ASSIGNMENT> Print the part of the Fallujah news report between "U.S. Forces want" and "Friday, April 9.", inclusive, with the wording unchanged.

PROVIDED PASSAGE>
====================

[Media-watch] US Forces want AlJazeera out of Fallujah - Al J - 09/04/2004

Julie-ann Davies jadavies2004 at yahoo.co.uk
Sat Apr 10 09:34:24 BST 2004


http://www.aljazeera.com/cgi-bin/news_service/middle_east_full_story.asp?service_id=1430

      U.S. Forces want Aljazeera out of Fallujah
      - 09/04/2004 23:00:00 GMT

      The United States asked al-Jazeera team to leave Fallujah as one of
conditions for reaching a settlement to the bloody stand-off in the besieged
western Baghdad town Friday, April 9.

      "American forces declared al-Jazeera must leave before any progress is
made to settle the Fallujah stand-off," al-Jazeera director general Wadah
Khanfar said, citing sources close to the Iraqi Governing Council.

      Khanfar, the former Baghdad bureau chairman of the station, declined
to speculate on reasons for putting al-Jazeera departure as "part of solving
the crisis". He also denied receiving "any threats or notification
statements" from the U.S. occupation forces recently.

      Khanfar also dismissed charges of bias in the coverage of the Fallujah
raids, which resulted in more than 400 people killed including women and
children.

      "We are just carrying out our work as professionally as possible. We
describe the situation on the ground as is," Khanfar said.

====================

SUPPLIED RECORDS>
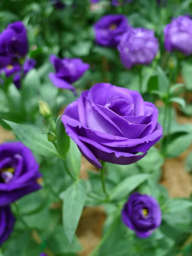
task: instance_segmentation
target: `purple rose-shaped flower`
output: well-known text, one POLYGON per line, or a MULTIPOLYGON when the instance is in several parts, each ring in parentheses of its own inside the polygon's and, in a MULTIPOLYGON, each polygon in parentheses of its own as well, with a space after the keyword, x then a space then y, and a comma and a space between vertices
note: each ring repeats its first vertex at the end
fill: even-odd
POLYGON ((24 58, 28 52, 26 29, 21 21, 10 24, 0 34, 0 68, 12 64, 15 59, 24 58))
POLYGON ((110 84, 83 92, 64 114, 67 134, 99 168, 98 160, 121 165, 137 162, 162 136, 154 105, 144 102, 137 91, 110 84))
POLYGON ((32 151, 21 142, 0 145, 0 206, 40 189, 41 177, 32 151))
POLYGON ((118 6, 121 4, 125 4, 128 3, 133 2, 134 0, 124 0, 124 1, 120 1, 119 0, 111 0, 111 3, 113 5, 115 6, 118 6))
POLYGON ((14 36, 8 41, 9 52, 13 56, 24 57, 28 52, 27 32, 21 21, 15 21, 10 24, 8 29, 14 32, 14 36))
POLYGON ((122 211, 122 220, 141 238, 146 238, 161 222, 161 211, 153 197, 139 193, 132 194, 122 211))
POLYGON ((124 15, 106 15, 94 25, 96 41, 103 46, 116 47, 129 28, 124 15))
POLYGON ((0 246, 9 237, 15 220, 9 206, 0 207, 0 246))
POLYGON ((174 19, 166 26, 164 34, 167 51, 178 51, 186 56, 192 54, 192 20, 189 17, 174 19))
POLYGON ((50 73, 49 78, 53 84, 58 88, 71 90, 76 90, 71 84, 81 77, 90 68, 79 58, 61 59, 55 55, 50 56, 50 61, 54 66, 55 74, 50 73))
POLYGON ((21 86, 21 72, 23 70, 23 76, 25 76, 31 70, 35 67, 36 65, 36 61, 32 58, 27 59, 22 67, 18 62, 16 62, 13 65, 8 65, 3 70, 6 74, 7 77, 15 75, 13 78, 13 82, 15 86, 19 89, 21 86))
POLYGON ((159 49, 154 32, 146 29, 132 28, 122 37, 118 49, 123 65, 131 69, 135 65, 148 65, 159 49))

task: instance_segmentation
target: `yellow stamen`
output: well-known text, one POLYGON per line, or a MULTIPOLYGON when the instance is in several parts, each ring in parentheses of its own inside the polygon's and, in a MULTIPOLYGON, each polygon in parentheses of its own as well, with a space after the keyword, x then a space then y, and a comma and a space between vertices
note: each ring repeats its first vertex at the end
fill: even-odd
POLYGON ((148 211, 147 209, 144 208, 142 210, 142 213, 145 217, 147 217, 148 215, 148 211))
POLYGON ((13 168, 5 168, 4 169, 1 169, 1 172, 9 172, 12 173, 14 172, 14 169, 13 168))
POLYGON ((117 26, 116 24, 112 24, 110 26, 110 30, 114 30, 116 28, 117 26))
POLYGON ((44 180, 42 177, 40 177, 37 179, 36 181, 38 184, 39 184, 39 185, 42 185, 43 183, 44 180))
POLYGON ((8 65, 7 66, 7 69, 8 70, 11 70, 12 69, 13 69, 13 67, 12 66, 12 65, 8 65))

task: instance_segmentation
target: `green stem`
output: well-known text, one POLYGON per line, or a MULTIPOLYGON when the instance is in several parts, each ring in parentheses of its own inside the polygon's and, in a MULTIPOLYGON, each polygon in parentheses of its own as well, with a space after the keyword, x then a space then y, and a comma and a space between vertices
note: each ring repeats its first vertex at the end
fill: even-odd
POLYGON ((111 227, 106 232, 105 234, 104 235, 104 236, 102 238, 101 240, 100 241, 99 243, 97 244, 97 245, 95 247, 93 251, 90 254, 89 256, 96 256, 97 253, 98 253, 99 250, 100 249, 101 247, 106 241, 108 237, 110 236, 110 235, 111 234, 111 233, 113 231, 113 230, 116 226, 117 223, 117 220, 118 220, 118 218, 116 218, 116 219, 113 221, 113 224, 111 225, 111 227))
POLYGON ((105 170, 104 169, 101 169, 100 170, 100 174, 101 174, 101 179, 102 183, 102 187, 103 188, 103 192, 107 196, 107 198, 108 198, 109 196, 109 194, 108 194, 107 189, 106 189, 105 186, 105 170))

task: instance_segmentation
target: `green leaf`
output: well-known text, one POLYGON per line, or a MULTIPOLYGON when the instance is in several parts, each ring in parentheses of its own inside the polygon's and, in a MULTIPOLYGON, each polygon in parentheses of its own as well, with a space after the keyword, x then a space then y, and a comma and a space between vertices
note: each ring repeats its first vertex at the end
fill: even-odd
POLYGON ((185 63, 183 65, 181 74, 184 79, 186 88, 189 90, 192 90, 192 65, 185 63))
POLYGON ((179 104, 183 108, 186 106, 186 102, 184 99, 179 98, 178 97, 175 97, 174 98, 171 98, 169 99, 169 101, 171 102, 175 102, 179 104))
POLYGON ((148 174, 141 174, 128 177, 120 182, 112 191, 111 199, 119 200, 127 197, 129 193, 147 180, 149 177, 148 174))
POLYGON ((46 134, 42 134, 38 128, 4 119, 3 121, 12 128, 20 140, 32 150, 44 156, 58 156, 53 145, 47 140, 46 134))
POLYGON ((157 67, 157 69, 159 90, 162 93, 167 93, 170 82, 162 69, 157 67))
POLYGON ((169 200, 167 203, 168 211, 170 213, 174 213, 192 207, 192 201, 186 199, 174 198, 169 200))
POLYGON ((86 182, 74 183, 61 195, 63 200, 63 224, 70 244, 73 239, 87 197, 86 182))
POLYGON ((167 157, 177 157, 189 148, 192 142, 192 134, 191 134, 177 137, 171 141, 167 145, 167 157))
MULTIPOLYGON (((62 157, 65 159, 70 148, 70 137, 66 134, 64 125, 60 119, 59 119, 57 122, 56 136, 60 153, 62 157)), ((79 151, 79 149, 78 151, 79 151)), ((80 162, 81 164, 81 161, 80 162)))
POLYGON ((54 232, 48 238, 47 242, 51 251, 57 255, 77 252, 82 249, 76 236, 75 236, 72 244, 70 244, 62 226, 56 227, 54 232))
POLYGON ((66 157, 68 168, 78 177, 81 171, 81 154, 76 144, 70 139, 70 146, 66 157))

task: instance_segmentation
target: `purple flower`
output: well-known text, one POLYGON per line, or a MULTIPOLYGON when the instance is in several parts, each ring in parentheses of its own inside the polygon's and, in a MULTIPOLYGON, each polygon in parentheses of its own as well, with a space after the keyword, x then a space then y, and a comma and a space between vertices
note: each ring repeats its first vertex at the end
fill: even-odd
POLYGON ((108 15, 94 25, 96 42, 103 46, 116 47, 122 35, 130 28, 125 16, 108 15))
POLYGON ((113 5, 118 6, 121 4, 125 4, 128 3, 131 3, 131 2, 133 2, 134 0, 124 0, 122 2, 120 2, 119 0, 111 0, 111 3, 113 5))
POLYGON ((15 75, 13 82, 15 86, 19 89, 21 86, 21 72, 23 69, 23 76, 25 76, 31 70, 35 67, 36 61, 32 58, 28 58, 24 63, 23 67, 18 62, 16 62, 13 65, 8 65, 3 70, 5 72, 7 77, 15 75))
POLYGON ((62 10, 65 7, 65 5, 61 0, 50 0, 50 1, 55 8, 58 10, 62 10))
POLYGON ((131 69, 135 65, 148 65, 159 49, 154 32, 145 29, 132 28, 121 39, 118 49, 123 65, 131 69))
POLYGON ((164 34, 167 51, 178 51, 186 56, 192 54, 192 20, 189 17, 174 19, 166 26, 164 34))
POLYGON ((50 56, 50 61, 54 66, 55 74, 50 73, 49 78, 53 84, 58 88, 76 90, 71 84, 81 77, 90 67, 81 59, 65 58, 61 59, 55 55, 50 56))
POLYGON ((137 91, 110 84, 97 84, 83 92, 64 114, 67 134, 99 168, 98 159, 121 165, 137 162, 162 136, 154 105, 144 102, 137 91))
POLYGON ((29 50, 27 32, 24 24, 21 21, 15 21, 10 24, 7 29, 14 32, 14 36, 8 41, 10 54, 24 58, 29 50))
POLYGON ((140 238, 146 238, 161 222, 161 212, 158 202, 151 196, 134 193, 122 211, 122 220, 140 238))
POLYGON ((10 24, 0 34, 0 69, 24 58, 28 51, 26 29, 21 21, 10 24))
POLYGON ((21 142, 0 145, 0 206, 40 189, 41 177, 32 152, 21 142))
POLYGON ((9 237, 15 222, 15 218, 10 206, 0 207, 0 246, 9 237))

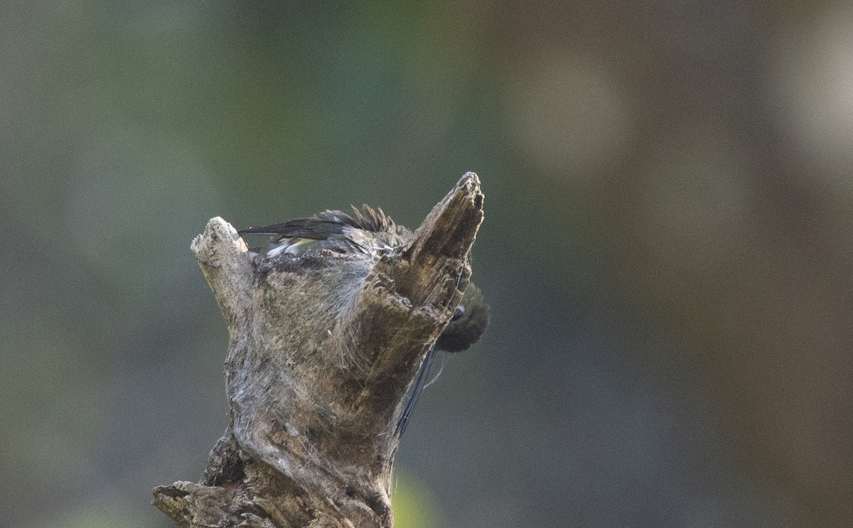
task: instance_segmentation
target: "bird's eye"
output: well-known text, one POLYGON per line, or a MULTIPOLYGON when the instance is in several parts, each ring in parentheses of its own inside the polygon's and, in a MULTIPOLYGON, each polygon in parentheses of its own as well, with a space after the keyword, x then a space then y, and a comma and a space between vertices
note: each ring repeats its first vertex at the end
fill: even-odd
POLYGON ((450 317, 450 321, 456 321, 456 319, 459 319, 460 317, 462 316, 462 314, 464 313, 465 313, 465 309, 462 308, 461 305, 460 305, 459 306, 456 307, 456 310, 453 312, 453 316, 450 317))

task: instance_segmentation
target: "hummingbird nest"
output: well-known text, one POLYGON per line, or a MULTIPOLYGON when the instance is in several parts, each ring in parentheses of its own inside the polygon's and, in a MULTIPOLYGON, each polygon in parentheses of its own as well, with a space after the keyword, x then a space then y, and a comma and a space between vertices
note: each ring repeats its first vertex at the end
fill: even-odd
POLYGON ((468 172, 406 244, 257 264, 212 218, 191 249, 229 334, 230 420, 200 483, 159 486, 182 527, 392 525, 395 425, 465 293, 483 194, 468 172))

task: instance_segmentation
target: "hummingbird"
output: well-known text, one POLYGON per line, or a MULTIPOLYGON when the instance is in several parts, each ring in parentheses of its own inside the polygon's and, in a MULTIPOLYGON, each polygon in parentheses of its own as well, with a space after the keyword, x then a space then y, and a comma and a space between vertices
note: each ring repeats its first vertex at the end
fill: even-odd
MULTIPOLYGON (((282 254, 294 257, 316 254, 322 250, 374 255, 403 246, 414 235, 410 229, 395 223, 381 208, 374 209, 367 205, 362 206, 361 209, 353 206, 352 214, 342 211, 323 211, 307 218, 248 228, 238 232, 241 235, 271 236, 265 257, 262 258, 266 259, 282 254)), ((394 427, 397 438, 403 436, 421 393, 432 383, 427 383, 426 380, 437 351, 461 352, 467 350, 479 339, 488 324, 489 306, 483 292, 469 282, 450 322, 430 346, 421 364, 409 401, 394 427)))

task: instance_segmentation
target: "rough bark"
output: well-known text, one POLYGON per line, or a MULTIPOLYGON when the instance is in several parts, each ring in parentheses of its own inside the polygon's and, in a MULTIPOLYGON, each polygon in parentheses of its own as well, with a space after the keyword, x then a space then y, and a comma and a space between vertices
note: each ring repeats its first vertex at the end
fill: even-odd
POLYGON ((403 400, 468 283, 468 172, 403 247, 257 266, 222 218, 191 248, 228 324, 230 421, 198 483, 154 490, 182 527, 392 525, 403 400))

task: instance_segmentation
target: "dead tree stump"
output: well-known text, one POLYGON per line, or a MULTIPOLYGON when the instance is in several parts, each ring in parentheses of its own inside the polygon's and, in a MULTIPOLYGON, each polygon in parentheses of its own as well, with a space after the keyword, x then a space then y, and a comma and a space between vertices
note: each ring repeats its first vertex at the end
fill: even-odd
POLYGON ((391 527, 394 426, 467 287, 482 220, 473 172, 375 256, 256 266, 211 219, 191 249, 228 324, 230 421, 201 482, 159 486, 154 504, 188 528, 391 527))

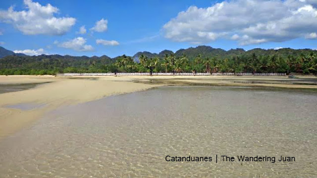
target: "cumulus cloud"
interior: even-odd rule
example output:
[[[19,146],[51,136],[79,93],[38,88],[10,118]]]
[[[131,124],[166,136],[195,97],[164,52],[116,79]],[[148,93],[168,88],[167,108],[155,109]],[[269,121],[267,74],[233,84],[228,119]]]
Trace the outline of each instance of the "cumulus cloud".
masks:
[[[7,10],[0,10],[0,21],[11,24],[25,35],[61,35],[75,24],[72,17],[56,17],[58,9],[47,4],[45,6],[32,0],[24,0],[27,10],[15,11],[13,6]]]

====================

SOLUTION>
U.S. Forces want Aljazeera out of Fallujah
      - 09/04/2004 23:00:00 GMT

      The United States asked al-Jazeera team to leave Fallujah as one of
conditions for reaching a settlement to the bloody stand-off in the besieged
western Baghdad town Friday, April 9.